Alıntı metin
____
Bugünkü iktidarın, aldığı oyun üzerinde Meclis'te temsil şansı elde ettiğini kaydeden Baykal, aynı partinin liderlerinden birisinin Cumhurbaşkanı seçilmesinin de Türkiye’nin siyasi parti devletine doğru dönüşmesine neden olduğunu söyledi. Baykal, sözlerini şöyle sürdürdü:
“Cumhurbaşkanı, Başbakan, TBMM Başkanı, meclisin ezici çoğunluğu AKP’li. Bu sistemin freni nerde? Frensiz, dengesiz, birbirlerine ‘dur’ diyenin olmadığı bir siyasi yapılanma, sağlıklı mıdır? Şimdi Türkiye’de böyle bir manzara ile karşı karşıyayız, siyasi sistemin freni kalmamıştır. En çok da frene ihtiyaç duyulan zamandır. Sistemin siyasi freni kalmadı, şimdi yargı freni de kaldırılacak. Bu anayasa değişikliği kabul edilecek olur ise bilin ki artık sistemin içindeki yargı freni de ortadan kalkacaktır. Fren işlemeyecektir. Buna hiçbir şekilde göz yummamak lazım.”
“ASIL AMAÇ 2 MADDE”
Harcanan para nedeniyle referandumu hovardalık olarak gördüğünü vurgulayan Baykal, Anayasa değişikilği paketindeki 26 maddeden 24’ünde CHP olarak sorun bulmadıklarını ve bunun için destek verebileceklerini belirttiklerini anlattı.
Ak Parti iktidarının samimi ve dürüst bir Anayasa paketi hazırlamadığını savunan Baykal, “Aldatmacaya dayalı, dürüst olmayan, halkı tuzağa düşürmeye çalışan bir Anayasa paketidir. O tartışmalı 2 maddeyi kamufle edebilmek, gizlemek, saklamak için 24 ek madde koymuş, yani işi garnitürü, süsüyle maskelemeye çalışmış. Asıl işi o 2 maddeyi çıkarmak” dedi.
____
Kayıt kümesi
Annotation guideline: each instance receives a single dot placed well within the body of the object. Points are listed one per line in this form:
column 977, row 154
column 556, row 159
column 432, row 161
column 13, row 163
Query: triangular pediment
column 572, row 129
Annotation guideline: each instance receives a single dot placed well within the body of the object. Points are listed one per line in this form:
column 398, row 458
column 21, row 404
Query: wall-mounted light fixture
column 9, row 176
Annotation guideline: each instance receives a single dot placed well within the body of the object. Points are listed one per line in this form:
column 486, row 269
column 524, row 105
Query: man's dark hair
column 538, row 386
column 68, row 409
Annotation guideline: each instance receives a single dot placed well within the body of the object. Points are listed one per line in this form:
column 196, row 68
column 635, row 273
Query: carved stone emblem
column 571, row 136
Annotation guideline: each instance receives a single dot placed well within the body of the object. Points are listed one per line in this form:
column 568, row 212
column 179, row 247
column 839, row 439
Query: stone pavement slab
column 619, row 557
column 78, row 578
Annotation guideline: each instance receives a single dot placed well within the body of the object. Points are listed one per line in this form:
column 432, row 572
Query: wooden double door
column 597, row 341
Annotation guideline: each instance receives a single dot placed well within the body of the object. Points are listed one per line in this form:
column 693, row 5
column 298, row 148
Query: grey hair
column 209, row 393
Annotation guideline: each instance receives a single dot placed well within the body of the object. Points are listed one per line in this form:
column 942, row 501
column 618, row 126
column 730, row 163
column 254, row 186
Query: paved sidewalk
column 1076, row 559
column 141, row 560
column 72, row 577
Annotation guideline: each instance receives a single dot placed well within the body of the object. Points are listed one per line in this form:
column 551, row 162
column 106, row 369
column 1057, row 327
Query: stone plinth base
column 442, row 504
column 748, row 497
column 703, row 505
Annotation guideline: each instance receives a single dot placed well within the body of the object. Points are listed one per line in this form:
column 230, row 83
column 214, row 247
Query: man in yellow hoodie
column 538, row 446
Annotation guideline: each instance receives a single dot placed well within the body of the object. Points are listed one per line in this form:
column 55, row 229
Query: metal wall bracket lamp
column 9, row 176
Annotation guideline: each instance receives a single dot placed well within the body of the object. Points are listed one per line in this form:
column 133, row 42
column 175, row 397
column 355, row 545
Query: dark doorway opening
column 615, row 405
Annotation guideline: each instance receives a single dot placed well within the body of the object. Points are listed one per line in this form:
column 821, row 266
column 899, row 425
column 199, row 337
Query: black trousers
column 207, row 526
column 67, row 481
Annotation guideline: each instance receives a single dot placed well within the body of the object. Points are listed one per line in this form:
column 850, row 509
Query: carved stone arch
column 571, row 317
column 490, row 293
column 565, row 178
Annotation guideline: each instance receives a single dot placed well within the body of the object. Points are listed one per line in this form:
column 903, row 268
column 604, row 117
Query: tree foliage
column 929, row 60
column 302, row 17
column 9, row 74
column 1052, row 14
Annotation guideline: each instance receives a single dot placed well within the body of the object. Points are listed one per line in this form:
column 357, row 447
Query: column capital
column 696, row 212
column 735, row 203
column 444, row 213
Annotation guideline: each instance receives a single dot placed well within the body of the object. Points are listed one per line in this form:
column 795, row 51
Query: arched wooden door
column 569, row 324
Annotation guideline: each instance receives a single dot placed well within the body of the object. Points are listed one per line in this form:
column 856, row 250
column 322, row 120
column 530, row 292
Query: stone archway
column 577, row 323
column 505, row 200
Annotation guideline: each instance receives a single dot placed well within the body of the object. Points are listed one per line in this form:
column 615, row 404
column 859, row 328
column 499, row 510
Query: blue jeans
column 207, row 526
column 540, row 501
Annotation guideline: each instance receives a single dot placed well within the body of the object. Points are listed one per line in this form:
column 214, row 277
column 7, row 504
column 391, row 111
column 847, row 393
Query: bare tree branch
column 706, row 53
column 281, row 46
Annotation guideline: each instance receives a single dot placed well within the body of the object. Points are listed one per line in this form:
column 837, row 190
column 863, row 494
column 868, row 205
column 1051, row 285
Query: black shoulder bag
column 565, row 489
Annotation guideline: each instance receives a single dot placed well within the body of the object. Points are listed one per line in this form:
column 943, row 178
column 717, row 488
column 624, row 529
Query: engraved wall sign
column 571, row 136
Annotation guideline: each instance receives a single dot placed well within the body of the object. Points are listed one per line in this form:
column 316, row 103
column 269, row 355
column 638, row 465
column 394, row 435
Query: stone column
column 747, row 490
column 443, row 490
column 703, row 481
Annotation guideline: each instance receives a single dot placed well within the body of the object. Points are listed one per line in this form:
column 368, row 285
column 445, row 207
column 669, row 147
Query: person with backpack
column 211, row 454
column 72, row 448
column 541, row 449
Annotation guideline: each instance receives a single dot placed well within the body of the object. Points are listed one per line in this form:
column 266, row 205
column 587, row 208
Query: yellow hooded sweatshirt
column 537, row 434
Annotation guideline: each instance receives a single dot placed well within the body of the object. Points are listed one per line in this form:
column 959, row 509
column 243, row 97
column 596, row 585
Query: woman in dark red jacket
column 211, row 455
____
Alıştırmalar
1. Lütfen kayıtlarda "wall" dizesini içeren her satırı bulun ve bu satırları kopyalayın. Büyük-küçük harf ayrımı dikkate alınmalıdır.
2. Baykal'ın anayasa değişikliği paketine yönelik eleştirilerini aktaran metni, son cümlesinden sonra devam ettirerek tamamlayın.

Alıştırma yanıtları
1.
Query: wall-mounted light fixture
Query: metal wall bracket lamp
Query: engraved wall sign

2.
Muhalefetin kabul etmediği 2 maddenin Anayasa Mahkemesi, Hakimler ve Savcılar Yüksek Kurulu’nun yapılarının değiştirilmesi olduğunu anlatan Baykal, konuşmasını şöyle sürdürdü:
“Ört bas etmeye çalıştıkları amacı var. Nedir o. O iki maddenin arkasında saklıdır. Bu iki madde belli. Anayasa Mahkemesi’nin yapısı, Hakimler ve Savcılar Yüksek Kurulu’nun (HSYK) yapısı. Yargı sisteminin tümünü yeniden belirlemeye yönelik bir düzenlemedir. Bu 2 madde yargı sisteminin tümünü etkisi altına almaya yardımcı olacak maddelerdir. HSYK Türkiye’deki yargıçların görev bölümünü, terfisini, tayinini, cezalandırmasını tanzim eden temel yargının beyni mesafesinde olan kurumdur. Onu kontrol altına aldığınız zaman, herhangi bir yargı kurumunu değil, Türkiye’deki 11 bin hakimi de binlerce savcıyı da denetim altına almış oluyorsunuz. HSYK yargı sisteminin özüdür.”
‘HAYIR’ MİLLET ENGELİ OLUR
Referandumda ‘hayır’ çıkması durumunda Ak Parti’ye millet engelinin aşılmayacağının gösterilmiş olacağını vurgulayan Baykal, “12 Eylül’de yapılacak oylama ile inşallah milletimiz kendisinden beklediğimiz demokratik tavrı sergileyecektir, bu gidişe bir ’dur’ diyecektir, böyle bir kararın çıkması, Türkiye’nin gerçek demokrasiye geçmesi açısından olağan üstü önemli sonuç verecektir. Böyle bir sonuç ortaya çıkarsa iktidar, tüm imkanları kullanmasını rağmen, millet engelini aşamayacağını görecek olur ise çok büyük bir demokrasi dersini halk vermiş olacaktır” diye konuştu.
“REFERANDUMDA YÜZDE 67 ARANSIN”
Konferans sonunda soruları yanıtlayan Baykal, referandumda da Meclis oylamasındaki gibi yüzde 67’nin aranması gerektiğini kaydetti. Baykal, kendisine şiir okumak istediğini belirten 12 yaşındaki Yağmur Öztanrıöver’in ‘Milli Mücadele’ şiirini dinleyip, onunla sohbet etti.
AVCI DEĞERLENDİRMESİ; İKTİDARIN SÜKUTU ÇOK ANLAMLIDIR
Deniz Baykal, konferansın ardından Çukurova Gazeteciler Cemiyeti’ni ziyaret etti. Hanefi Avcı’nın cemaatleri konu alan ‘Haliç’te yaşayan Simonlar; Dün Devlet Bugün Cemaat’ kitabıyla ilgili gazetecilerin soruları üzerine Baykal, “Hem ortaya koyduğu bu tablo, yaptığı teşhisler ve sergilediği bağlantılar, iddialar, olağanüstü önemli” dedi.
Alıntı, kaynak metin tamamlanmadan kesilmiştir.